== What the task asks ==
Beginning at the line that contains "The component shall locate the rear side", transcribe the remaining lines of the listing exactly; include the final line and omit everything before.

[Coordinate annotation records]
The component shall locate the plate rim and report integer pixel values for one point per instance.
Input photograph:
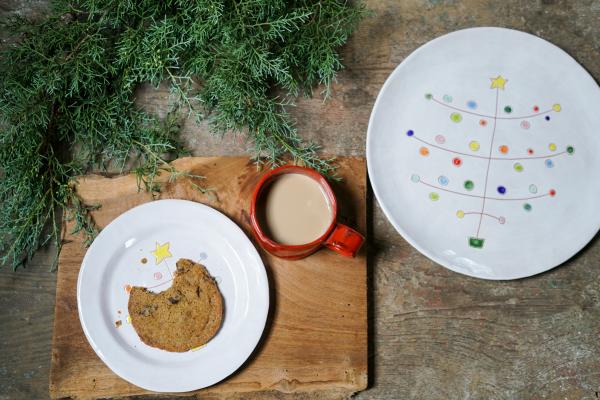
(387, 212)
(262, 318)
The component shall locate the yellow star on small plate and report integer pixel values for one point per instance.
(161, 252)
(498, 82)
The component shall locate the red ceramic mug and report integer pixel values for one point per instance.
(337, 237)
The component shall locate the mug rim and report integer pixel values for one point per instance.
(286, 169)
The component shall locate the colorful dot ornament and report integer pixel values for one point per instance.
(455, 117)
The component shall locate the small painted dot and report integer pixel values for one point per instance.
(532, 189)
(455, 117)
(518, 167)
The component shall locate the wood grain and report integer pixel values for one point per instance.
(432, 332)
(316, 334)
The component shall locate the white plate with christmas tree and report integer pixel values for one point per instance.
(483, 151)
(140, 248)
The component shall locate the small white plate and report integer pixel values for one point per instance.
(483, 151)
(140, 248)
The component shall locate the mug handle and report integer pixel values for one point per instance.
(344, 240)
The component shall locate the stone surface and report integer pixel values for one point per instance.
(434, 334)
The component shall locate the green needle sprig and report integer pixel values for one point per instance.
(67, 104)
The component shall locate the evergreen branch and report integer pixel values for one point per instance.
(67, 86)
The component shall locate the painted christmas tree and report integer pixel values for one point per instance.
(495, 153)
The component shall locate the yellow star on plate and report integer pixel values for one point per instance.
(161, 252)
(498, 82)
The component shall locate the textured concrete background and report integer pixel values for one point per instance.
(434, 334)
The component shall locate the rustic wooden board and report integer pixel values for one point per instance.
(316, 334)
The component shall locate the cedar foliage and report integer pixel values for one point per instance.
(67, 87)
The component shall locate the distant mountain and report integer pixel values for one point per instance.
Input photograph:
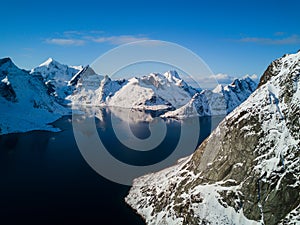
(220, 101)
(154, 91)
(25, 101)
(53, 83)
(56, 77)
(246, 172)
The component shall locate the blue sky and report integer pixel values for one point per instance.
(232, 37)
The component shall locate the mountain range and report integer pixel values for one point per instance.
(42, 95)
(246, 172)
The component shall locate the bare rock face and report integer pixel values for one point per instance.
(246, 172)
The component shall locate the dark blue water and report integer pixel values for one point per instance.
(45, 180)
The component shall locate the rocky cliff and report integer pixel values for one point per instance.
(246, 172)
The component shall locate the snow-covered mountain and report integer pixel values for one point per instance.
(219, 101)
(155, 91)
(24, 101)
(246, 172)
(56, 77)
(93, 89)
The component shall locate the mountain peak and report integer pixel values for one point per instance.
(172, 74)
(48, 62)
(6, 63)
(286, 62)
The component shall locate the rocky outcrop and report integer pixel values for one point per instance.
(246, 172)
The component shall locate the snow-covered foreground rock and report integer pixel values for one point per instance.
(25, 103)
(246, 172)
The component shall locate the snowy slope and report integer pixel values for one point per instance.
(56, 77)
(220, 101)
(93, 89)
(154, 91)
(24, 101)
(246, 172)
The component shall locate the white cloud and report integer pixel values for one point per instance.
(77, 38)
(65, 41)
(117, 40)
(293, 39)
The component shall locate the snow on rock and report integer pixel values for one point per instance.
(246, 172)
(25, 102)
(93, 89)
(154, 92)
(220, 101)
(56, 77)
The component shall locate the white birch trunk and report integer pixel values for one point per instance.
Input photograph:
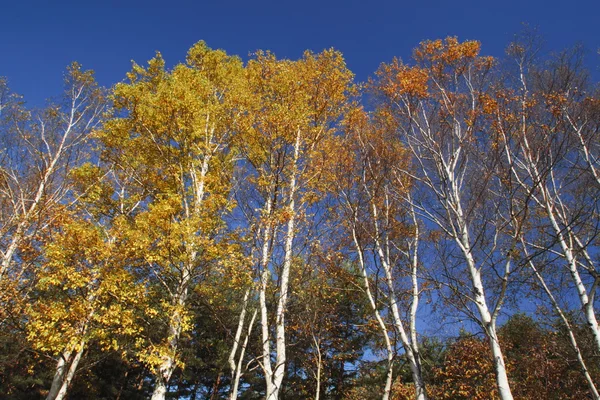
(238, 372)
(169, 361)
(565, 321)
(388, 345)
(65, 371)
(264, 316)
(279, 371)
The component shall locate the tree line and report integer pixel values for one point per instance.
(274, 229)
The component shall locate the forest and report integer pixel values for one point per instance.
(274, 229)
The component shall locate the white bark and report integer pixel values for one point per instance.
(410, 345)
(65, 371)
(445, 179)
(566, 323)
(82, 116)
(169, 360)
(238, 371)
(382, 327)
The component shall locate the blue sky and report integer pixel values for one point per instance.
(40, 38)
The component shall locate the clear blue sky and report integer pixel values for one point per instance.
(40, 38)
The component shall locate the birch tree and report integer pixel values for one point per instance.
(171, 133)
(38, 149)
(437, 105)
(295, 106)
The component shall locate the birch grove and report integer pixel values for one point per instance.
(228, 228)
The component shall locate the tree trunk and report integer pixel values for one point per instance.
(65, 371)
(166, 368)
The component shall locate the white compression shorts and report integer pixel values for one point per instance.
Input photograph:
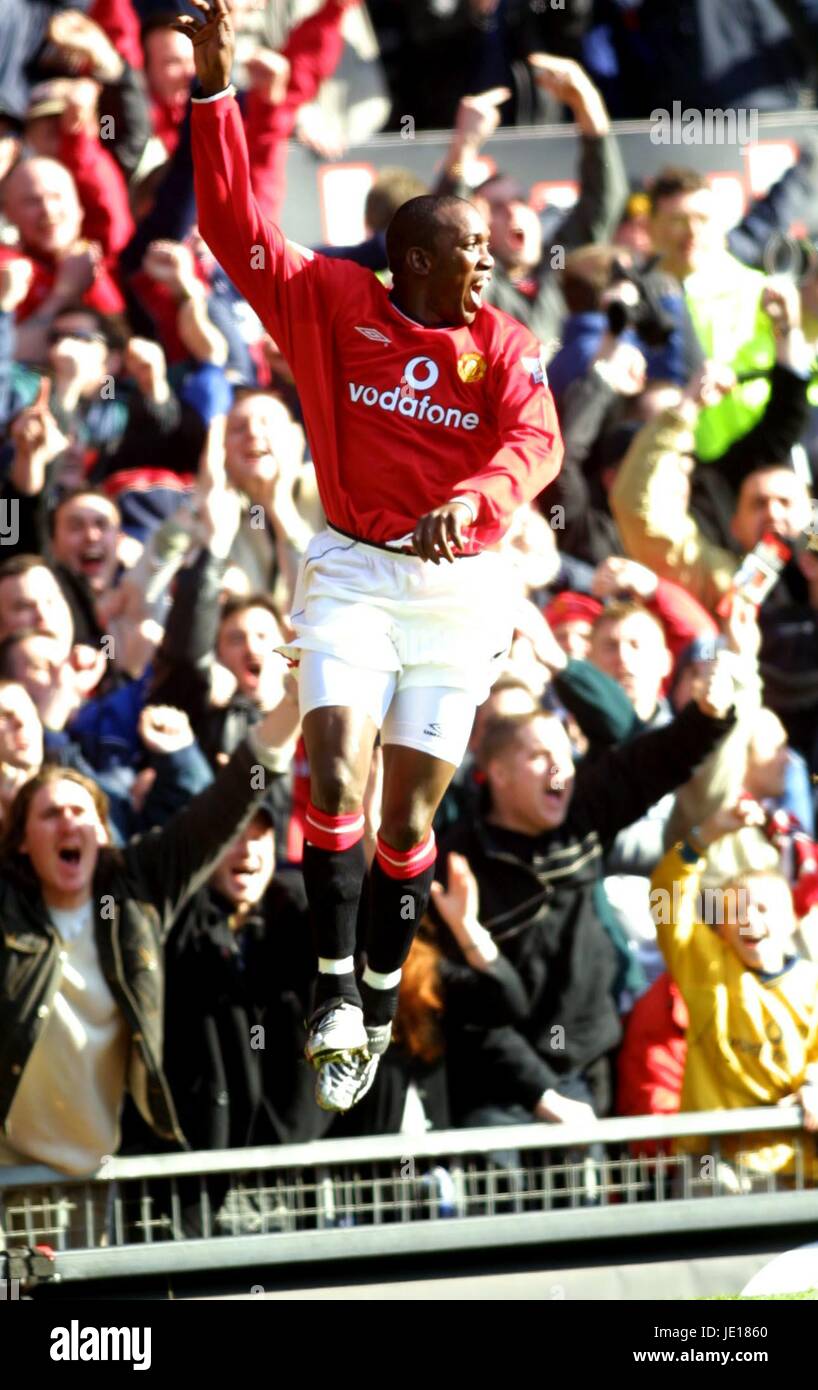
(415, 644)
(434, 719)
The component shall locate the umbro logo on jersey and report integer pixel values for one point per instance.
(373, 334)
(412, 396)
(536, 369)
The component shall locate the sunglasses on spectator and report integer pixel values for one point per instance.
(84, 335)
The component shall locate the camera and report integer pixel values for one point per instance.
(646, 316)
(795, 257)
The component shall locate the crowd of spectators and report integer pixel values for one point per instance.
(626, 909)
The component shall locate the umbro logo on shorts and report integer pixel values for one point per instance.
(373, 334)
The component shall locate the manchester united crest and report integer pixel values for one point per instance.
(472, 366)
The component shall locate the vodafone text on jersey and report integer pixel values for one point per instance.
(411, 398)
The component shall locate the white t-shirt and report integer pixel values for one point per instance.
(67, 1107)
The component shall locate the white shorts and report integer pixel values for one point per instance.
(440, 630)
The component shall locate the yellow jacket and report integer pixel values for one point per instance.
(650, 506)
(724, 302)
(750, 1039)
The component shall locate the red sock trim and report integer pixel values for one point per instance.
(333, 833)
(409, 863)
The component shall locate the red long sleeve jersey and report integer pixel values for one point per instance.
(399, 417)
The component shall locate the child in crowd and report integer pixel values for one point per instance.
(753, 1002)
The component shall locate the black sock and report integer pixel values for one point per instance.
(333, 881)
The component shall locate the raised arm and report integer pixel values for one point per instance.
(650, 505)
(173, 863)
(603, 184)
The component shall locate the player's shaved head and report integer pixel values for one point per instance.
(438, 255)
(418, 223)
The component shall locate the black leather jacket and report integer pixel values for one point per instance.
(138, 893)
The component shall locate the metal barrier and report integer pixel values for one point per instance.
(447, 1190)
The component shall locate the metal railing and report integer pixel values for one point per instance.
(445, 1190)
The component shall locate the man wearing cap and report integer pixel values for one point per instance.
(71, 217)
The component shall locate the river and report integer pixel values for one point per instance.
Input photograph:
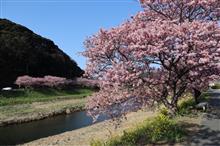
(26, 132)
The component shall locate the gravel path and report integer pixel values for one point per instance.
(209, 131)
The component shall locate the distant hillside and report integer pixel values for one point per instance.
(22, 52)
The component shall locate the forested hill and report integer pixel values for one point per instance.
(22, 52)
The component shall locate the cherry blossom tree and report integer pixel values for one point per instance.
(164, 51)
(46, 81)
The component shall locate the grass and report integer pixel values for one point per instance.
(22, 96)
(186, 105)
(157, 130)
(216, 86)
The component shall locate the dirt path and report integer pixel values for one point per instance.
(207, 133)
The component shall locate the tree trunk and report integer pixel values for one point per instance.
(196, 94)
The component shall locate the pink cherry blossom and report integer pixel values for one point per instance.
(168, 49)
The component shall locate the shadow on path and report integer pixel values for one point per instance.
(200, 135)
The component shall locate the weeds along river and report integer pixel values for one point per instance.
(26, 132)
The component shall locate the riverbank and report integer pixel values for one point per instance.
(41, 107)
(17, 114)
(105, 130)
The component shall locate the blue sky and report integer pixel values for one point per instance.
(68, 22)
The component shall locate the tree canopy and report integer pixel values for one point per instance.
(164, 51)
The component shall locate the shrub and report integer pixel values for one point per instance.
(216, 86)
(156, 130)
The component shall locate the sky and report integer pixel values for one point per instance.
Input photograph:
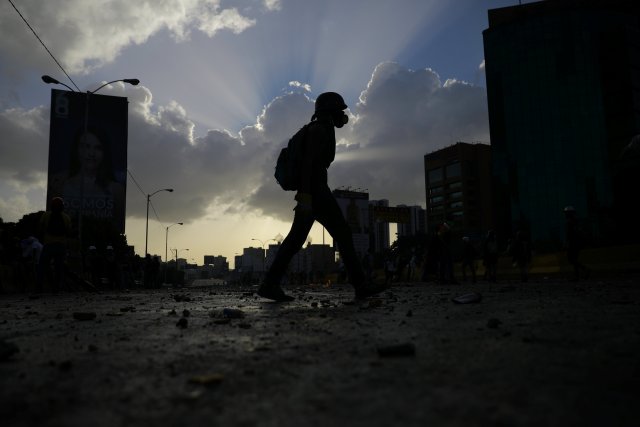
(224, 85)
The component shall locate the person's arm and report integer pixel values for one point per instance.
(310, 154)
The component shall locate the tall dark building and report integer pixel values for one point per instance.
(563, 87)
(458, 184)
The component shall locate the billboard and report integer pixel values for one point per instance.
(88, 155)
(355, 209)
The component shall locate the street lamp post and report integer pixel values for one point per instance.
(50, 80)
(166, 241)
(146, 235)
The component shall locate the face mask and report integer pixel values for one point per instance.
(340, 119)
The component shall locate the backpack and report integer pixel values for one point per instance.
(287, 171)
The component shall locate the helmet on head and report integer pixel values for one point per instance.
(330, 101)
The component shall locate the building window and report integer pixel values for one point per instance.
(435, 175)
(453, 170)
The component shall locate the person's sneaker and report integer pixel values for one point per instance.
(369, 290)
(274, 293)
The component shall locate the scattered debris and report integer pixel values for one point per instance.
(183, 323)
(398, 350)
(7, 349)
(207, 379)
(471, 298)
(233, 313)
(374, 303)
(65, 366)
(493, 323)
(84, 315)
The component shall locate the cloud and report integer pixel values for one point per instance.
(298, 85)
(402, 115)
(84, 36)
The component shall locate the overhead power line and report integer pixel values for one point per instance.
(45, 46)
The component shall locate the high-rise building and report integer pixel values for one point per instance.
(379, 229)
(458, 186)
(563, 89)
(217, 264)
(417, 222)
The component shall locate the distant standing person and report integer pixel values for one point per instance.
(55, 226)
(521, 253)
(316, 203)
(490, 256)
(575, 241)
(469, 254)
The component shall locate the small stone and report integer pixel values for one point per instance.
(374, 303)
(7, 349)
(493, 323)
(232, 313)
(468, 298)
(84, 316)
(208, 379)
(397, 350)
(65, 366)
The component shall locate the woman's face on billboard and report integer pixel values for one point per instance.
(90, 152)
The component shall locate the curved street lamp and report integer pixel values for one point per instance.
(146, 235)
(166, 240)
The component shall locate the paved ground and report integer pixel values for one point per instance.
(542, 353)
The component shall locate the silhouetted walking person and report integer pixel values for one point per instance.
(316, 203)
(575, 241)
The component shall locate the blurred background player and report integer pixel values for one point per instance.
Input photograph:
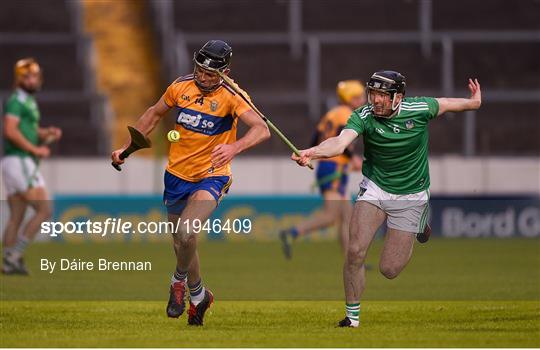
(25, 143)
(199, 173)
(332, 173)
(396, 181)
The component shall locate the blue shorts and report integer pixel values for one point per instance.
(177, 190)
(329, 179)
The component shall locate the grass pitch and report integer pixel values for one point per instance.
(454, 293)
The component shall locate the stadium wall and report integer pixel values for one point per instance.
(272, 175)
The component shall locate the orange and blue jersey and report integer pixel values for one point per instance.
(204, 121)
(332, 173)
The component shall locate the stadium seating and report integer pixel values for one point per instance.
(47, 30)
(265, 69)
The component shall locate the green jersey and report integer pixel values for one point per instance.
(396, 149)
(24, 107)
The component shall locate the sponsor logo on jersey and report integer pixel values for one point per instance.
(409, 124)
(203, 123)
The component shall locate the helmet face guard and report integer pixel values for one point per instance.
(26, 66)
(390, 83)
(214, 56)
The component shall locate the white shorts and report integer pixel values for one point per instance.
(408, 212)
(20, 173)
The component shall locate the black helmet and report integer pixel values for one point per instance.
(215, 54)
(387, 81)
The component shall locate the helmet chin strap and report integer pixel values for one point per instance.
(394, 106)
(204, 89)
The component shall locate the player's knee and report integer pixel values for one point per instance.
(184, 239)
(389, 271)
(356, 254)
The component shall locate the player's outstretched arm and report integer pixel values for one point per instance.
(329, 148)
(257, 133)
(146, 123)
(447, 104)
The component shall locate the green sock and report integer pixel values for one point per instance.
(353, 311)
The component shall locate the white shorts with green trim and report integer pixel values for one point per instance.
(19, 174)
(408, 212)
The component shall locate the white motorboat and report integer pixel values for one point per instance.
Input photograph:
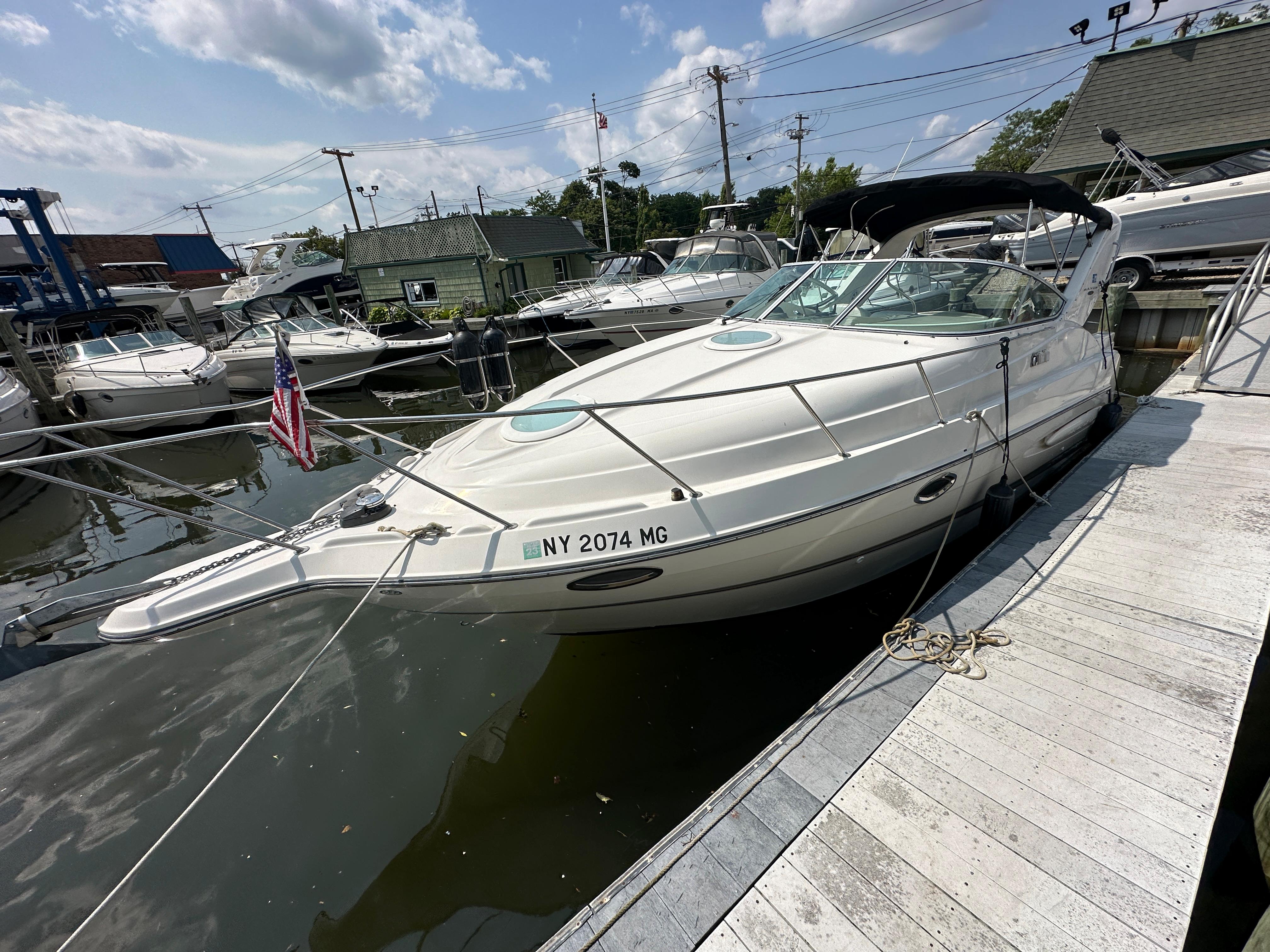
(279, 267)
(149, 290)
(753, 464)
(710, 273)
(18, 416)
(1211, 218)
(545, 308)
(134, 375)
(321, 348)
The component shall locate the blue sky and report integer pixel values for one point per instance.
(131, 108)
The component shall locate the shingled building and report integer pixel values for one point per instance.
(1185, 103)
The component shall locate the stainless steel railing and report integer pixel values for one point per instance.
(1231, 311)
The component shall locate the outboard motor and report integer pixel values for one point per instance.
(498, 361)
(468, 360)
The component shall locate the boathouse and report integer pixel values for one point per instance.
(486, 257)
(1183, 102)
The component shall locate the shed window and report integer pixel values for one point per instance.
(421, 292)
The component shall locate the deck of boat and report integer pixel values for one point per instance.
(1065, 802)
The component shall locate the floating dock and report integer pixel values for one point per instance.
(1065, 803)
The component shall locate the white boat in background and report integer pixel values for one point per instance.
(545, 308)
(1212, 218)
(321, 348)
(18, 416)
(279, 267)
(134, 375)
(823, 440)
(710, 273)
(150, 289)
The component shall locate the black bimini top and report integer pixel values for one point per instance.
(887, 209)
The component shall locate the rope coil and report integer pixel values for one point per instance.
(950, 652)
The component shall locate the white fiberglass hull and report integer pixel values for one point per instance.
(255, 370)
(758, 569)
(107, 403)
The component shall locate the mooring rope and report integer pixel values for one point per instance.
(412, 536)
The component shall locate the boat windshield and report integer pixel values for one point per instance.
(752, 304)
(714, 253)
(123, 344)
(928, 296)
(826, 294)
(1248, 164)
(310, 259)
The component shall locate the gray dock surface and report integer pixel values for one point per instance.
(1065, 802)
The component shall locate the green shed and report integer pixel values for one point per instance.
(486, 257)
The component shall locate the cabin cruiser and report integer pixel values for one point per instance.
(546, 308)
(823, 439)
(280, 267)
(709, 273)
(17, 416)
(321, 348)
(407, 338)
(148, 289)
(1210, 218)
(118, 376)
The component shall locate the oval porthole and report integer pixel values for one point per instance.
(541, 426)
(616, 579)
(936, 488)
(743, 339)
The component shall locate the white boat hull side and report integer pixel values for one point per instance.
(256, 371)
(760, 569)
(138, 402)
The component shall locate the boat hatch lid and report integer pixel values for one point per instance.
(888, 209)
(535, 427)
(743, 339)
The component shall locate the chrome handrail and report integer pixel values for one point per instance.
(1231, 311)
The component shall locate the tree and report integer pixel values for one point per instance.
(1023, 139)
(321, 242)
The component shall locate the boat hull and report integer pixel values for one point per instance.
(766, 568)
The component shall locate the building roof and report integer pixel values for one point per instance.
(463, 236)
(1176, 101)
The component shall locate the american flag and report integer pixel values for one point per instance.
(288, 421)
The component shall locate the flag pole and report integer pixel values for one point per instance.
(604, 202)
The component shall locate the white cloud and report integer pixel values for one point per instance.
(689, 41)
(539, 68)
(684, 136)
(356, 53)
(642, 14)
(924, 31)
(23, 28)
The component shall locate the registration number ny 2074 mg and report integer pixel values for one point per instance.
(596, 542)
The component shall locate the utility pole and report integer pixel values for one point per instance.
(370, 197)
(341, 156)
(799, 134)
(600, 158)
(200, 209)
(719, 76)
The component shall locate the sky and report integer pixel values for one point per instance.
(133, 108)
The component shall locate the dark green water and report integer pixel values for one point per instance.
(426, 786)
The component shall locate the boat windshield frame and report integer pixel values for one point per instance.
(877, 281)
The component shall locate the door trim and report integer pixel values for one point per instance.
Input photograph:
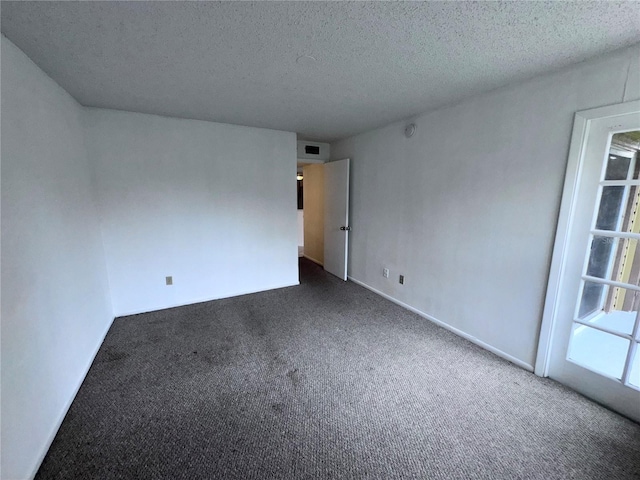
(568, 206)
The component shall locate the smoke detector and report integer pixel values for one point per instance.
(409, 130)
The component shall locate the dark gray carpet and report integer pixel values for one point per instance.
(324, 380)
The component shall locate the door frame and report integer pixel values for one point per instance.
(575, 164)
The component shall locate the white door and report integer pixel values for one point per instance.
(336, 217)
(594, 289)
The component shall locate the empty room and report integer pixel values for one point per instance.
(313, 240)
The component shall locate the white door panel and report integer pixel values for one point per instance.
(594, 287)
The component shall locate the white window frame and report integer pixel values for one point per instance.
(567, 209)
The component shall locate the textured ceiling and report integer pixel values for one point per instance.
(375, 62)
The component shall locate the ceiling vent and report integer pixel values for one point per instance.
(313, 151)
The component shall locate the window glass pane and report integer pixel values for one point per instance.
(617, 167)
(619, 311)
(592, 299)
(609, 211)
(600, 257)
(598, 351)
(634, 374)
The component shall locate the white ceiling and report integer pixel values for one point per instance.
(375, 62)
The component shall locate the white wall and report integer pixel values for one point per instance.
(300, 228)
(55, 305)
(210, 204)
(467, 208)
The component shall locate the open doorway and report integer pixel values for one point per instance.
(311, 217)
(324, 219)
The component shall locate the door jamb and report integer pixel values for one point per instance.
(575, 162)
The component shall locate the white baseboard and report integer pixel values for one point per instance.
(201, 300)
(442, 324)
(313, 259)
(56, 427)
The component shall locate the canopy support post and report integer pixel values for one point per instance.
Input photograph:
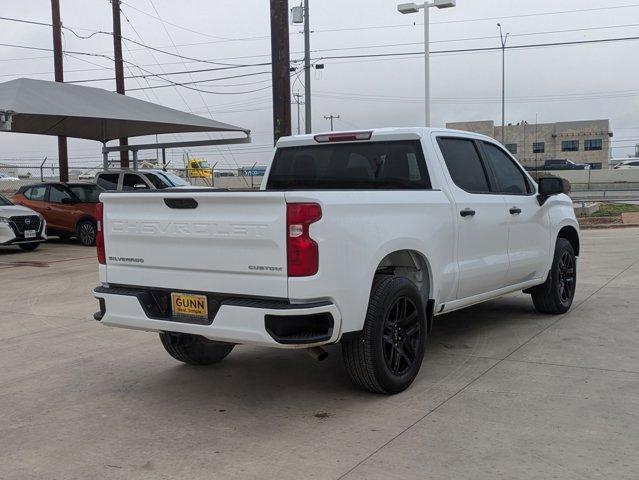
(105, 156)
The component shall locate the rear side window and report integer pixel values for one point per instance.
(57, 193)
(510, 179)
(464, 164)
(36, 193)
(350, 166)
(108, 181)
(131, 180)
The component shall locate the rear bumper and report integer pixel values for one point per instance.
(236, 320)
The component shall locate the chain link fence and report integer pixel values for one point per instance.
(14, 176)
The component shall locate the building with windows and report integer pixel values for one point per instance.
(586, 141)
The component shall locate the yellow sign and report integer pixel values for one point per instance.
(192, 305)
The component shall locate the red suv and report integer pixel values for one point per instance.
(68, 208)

== Finished task ==
The component shall locate the rear side window and report integer pixel values for one point per instance.
(57, 193)
(510, 179)
(464, 164)
(36, 193)
(350, 166)
(108, 181)
(131, 180)
The component shall locate the rear bumper and report integer pixel values for one point per instance.
(236, 320)
The component shall locate the chain link fence and report integer pixel values for one point per instance.
(14, 176)
The component shall locate the building with windows and report integer pixel values for one point per instance.
(586, 141)
The component shall locate the yellow sign and report integer pixel values for one point per instance.
(192, 305)
The component shall locate the red suv and report integer pixel values for one point per instance.
(68, 208)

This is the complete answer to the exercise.